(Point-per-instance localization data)
[Start of section]
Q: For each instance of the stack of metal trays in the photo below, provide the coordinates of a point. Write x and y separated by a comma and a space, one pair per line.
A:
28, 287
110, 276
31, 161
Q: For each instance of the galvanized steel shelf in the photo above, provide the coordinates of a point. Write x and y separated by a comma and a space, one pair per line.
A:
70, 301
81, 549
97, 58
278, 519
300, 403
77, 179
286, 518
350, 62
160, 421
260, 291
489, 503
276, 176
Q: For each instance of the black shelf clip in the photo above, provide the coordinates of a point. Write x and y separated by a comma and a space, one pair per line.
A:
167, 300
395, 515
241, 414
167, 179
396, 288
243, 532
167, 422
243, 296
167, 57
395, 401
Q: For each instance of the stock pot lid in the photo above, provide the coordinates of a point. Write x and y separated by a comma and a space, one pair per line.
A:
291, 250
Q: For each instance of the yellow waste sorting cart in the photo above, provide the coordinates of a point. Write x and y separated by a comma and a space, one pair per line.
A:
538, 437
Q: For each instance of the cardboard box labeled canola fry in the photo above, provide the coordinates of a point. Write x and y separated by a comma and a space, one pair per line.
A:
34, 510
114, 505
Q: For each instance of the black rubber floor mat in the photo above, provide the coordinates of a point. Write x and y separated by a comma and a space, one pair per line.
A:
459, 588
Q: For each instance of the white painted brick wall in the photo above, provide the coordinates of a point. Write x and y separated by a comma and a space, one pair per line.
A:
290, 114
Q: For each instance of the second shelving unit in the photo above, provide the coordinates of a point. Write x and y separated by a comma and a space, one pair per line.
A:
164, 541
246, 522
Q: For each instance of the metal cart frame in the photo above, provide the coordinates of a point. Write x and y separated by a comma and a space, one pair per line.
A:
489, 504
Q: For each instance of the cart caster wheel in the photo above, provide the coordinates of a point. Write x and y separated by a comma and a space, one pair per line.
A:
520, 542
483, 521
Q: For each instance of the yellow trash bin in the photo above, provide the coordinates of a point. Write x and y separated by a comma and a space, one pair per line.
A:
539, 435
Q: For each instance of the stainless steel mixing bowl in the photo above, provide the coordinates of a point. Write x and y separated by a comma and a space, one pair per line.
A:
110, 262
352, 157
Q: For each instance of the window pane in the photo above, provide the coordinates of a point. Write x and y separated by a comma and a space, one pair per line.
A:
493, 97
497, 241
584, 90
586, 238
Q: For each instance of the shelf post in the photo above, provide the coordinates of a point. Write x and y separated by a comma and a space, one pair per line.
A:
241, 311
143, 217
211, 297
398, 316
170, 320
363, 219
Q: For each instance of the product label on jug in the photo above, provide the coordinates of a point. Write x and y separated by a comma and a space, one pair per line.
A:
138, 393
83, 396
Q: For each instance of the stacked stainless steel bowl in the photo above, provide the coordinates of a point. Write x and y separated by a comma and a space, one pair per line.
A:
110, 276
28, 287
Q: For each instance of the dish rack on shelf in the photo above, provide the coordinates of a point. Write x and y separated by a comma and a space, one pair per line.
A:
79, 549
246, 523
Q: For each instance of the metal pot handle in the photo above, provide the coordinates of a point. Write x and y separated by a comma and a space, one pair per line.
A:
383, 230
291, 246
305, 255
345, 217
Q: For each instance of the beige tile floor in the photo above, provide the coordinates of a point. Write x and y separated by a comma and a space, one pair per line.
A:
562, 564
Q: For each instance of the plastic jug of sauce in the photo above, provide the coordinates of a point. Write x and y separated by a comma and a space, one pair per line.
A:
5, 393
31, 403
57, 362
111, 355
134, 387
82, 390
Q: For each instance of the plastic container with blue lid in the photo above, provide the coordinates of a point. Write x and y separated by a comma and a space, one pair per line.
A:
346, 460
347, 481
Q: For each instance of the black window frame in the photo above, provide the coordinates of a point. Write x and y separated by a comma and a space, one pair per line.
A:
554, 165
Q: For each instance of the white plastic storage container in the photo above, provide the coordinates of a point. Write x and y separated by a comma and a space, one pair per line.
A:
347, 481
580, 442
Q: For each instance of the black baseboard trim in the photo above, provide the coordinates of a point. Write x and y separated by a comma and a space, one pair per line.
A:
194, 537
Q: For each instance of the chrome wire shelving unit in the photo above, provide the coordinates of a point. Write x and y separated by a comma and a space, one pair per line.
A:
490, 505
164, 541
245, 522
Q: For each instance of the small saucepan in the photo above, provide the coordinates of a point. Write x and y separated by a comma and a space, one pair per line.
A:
[End of section]
What is needed is the data above, output in full and exactly as it stands.

**Finished task:**
Q: For each instance of the stack of metal trays in the photo below, provide the coordinates of a point. Write x and y separated by a comma and a space, one pair per line.
A:
28, 287
110, 276
31, 161
Q: For each instance of the galvanized steel shelf in the photo above, provide the coordinates of a point. Write x and y separated by a comma and a space, one pair per line.
A:
70, 301
81, 549
97, 58
278, 519
300, 403
77, 179
286, 518
350, 62
160, 421
260, 291
489, 503
276, 176
Q: For each instance of the black shelf clip in the photo above, provide the coordinates of a point. Write x and y separated by a comma and a space, one pair per line.
A:
167, 300
395, 515
241, 414
167, 179
396, 288
243, 532
167, 422
243, 296
167, 57
395, 401
Q: For each instance of the stock pot lid in the photo above, provide the coordinates of a point. Write x and y separated by a comma and a space, one pair per line.
A:
291, 250
Q: For each instance of the yellow waste sorting cart in the photo above, provide the coordinates of a point. Write x and y separated by a comma and a space, one pair per line.
A:
538, 437
Q: For each instance of the cardboard box labeled canola fry in the photo above, provide the coordinates of a point. Write x and y separated by a comma and a space, one pair per line.
A:
34, 510
114, 505
Q: For each instance of the black rubber floor mat in the photo above, provide the coordinates of a point. Write x and y separated by a comma and a space, one pair per line.
A:
459, 588
Q: For each instance of the white painted brick wall in the photo above, provide the coordinates of a point. Write x and y separated by a comma and a space, one pair per line.
A:
290, 114
Q: For each instance of the second shelving unit in the photo above, provide the coordinates of a point. Write x and y separated by a comma and a space, one pair per line.
A:
164, 541
246, 522
Q: For each instance of the metal cart frame in the photo above, provide the coordinates of a point. Write x and y separated by a comma and a space, one pair per line.
A:
489, 504
Q: For each instance of the cart caster wheel in the photo above, provide the coordinates of a point. Write x and y separated by a comma and a space, one pair per line.
A:
520, 542
483, 521
Q: For each instance of the yellow trash bin in the photo above, provide the coordinates of a point. Write x and y separated by a comma and a space, one pair per line.
A:
539, 435
Q: For each instance of the stainless steel mixing bowl in the photo above, provide the coordinates of a point. Write x and y separated by a comma and a space, one pair per line.
A:
110, 262
352, 157
Q: For each instance of the window pane in the photo above, provide the coordinates of a point. Write x and y separated by a comma and a space, one pair per line.
A:
493, 97
497, 241
584, 90
586, 238
Q: For each instance of the shelf post in the photo above, provide the coordinates of a point. Write x and y separated by a comma and a space, one pair per line.
A:
241, 311
143, 217
211, 297
398, 316
170, 320
363, 219
Q: For each instance of the product label on jug in the photo above, provide the coordinates of a point. Write x and y separated by a comma and a space, one pair per line.
A:
138, 393
83, 396
Q: For each instance of the stacked stainless steel bowl in the photo above, provide the coordinates of a point. Write x and y separated by a comma and a space, one pair per line.
A:
110, 276
28, 287
Q: For each instance of the dish rack on shelf in the photo above, provide the coordinates of a point. Write x and y separated by a comma and a space, one pair per line.
A:
79, 549
246, 523
Q: For each instance of the metal pot handle in the photo above, provide the coordinates of a point. Write x and y separated by a comma and a space, one pair per line.
A:
383, 230
291, 246
305, 255
345, 217
Q: For each instance of the beige tile floor in the photo above, provide the coordinates of a point. Write x and y separated by a comma and a space, one pair per line.
A:
562, 564
Q: For each instance of the plastic jug of sauce in the photo above, provide the coordinates of a point. Write x and y separated by a comma and a space, one pair per line.
A:
5, 393
31, 403
57, 362
111, 355
134, 387
82, 390
Q: For each instance of the plastic container with blue lid in the photo above, provide the coordinates of a point. Write x and y separated by a comma and a space, one pair per line.
A:
346, 460
347, 481
Q: For each instance of the black window frame in the photo above, provide the coordinates of a point. Write x and y separated by a comma and a space, one pair per line.
A:
554, 165
Q: For each instance of the white plastic storage container in the photo above, provide the coordinates of a point. Write x and y separated by a comma and a space, one pair per line.
A:
347, 481
580, 442
Q: For each instance of the black baseboard trim in the photo above, provide the coordinates of a point. Write x and y separated by a comma and a space, one pair per line.
A:
194, 537
Q: For each instance of the chrome wire shelving unit in the photo above, provide the coordinates of a point. Write x and y separated by a comma and a space, one pair per line.
A:
490, 505
164, 541
245, 522
Q: For each instance of the small saucepan in the photo above, provide the coordinates of a point. Write x and y separated by a comma and a space, one pair per line.
A:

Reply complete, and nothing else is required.